# TASK DESCRIPTION
Copy the records word for word from their first line through the line that contains "point(227, 182)", including that line and stopping there.

# TASK INPUT
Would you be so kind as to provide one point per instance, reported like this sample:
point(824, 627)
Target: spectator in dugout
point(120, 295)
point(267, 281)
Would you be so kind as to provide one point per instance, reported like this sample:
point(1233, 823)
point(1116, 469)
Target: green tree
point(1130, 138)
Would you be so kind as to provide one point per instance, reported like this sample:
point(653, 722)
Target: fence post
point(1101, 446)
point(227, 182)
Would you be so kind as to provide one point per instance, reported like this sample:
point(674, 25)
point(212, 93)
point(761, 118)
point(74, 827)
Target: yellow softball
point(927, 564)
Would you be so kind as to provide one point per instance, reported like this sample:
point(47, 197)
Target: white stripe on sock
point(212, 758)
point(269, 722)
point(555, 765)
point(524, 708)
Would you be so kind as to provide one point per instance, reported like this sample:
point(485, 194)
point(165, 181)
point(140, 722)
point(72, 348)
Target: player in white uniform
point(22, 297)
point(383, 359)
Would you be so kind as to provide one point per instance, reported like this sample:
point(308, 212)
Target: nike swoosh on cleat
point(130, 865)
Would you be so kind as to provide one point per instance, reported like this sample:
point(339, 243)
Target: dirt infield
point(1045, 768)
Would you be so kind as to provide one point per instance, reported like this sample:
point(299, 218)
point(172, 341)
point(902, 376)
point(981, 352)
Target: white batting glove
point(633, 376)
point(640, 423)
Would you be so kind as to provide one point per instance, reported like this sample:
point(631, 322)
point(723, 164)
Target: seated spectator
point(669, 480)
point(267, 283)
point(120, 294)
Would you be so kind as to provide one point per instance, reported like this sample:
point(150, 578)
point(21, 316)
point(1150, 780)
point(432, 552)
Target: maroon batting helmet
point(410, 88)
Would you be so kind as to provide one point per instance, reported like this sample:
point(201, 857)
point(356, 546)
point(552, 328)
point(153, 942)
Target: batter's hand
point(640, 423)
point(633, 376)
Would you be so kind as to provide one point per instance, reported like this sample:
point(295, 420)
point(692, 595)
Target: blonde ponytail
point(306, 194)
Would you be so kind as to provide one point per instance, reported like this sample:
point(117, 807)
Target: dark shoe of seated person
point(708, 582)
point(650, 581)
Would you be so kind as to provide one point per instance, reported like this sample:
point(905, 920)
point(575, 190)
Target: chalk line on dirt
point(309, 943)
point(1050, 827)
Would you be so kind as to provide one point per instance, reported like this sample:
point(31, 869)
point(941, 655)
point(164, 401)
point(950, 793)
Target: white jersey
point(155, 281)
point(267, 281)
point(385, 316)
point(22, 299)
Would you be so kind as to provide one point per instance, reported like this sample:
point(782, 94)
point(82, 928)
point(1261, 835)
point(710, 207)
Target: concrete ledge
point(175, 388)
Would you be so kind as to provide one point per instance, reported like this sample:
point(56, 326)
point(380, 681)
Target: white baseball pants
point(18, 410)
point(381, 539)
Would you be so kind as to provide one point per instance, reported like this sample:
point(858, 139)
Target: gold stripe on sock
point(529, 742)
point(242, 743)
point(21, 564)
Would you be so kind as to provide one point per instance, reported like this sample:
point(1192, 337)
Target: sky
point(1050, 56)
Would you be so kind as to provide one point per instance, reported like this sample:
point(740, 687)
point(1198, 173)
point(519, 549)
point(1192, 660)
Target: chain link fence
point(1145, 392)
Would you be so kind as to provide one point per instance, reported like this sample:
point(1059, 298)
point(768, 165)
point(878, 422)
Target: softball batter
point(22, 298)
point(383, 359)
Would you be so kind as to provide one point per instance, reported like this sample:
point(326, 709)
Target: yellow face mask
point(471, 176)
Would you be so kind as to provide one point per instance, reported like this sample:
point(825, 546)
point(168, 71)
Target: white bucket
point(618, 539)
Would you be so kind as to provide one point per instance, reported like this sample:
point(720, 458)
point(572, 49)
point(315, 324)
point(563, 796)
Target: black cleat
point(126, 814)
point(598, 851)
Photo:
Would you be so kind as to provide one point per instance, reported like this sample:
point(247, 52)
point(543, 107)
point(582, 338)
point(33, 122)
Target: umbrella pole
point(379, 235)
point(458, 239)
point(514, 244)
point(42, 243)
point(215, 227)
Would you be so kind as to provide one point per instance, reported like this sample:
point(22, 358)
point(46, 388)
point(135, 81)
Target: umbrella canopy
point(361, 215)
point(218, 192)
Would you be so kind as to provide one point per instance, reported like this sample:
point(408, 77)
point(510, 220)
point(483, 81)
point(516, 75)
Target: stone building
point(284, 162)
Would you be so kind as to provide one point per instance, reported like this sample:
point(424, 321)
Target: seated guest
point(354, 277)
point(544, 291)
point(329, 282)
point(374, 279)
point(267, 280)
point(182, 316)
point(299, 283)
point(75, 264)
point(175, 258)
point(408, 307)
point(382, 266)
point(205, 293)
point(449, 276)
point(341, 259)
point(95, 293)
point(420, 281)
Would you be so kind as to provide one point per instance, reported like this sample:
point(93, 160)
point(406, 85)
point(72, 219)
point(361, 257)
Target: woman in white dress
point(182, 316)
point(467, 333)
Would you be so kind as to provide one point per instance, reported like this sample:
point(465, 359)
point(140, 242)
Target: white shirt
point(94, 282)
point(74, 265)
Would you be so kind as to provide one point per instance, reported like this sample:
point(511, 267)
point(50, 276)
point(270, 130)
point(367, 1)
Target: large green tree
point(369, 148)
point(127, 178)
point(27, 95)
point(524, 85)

# ANSWER BELOW
Would you be so kind as to provide one point per instance, reported like this sample:
point(824, 627)
Target: spectator in dugout
point(120, 295)
point(267, 281)
Would you be so kind as to provide one point per instance, reported like this sample:
point(1233, 823)
point(1116, 469)
Target: green tree
point(1130, 138)
Would you be so kind as to provide one point per instance, reported like this sample:
point(653, 722)
Target: fence post
point(1101, 446)
point(227, 182)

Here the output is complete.